▶ _Try it_
From the entries below, extract every line that includes the word "church".

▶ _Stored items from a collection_

○ ○ ○ ○ ○ ○ ○

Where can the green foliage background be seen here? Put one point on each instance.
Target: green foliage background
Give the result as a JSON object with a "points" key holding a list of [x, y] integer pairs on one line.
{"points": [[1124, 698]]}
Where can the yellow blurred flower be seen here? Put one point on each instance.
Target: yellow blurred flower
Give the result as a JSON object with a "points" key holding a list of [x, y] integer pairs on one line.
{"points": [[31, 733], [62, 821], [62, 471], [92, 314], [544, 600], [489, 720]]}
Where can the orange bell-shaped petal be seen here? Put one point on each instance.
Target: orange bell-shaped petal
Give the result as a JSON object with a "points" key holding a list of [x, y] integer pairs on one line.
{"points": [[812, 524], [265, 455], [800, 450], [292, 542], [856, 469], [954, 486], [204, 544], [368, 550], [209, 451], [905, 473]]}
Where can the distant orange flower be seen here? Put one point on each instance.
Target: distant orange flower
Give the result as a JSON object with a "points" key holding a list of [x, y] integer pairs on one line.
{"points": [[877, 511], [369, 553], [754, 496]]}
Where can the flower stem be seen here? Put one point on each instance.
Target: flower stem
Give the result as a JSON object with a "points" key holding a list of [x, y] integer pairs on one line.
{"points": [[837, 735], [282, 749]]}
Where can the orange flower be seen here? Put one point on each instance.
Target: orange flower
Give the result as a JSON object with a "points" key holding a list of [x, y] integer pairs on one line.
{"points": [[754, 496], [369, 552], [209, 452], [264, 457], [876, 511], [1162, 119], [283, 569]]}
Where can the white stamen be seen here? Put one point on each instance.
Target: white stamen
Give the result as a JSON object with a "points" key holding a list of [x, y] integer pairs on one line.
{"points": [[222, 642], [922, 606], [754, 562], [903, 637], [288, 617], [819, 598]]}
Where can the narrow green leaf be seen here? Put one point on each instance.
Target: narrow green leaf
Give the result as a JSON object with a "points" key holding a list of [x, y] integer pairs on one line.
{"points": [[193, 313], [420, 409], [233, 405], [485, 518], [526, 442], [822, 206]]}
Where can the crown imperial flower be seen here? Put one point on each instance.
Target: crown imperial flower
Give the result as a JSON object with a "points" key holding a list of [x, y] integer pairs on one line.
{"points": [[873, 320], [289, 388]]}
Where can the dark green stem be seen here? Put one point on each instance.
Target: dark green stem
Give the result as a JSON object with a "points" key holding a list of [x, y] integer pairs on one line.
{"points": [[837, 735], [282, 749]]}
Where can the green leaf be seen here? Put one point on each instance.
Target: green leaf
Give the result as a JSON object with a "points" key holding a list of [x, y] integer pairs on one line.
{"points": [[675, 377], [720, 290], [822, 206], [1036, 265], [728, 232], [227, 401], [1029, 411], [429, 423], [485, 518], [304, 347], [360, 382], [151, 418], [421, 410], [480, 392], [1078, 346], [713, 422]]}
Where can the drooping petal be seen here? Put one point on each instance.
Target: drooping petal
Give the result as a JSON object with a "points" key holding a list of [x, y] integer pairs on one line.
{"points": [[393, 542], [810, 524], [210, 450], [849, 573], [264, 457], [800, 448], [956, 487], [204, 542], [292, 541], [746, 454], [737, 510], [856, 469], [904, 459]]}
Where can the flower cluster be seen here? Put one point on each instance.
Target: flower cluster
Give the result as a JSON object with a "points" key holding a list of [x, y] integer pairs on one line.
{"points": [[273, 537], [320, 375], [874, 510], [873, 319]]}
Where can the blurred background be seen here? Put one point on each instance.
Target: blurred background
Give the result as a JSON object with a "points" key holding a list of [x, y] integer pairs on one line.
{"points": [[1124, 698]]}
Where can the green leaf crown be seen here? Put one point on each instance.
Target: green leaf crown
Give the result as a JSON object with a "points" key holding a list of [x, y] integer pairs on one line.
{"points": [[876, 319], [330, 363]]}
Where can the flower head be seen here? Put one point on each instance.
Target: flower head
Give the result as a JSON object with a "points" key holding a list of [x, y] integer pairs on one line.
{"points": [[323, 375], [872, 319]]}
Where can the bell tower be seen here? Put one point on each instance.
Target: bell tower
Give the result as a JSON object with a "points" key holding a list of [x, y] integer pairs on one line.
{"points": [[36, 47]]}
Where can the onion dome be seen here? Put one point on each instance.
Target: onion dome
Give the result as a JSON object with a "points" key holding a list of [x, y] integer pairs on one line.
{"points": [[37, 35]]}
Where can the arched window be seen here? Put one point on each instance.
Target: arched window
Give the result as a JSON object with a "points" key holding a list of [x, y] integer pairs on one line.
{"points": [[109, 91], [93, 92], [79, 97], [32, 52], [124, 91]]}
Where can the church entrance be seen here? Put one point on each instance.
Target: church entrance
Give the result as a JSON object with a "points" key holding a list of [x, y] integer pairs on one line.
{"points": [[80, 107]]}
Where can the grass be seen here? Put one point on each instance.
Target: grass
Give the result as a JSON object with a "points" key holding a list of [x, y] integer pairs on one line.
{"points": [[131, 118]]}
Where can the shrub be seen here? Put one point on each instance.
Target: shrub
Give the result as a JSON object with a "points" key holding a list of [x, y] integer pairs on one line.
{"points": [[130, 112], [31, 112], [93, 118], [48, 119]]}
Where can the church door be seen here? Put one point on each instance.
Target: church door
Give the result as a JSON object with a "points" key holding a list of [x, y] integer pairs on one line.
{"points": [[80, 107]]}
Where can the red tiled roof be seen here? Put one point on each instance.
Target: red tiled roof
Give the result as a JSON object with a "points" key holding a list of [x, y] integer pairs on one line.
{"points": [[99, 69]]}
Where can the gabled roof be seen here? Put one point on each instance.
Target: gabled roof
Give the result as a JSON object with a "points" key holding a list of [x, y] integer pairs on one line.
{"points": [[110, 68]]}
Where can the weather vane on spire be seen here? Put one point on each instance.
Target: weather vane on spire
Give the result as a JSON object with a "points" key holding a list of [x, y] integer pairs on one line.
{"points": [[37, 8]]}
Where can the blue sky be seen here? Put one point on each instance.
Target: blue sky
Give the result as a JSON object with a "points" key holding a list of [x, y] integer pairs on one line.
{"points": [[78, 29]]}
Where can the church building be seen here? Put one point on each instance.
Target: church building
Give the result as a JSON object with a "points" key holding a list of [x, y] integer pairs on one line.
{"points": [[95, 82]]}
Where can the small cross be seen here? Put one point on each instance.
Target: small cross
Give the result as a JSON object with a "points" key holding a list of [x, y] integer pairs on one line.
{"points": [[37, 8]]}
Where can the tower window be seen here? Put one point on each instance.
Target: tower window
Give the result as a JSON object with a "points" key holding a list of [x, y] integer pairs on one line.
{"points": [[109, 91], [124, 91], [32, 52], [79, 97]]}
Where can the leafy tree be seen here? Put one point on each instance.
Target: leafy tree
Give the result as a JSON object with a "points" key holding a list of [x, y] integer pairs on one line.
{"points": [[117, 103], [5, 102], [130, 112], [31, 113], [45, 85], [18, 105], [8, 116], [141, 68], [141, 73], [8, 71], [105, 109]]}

○ ○ ○ ○ ○ ○ ○

▶ _Output_
Where can the church entrance be seen here? Put one point on each instance.
Target: church entrance
Where can the church door be seen here? Put one point on each instance.
Target: church door
Where can the church building be seen here? Put one point on each instance.
Target: church building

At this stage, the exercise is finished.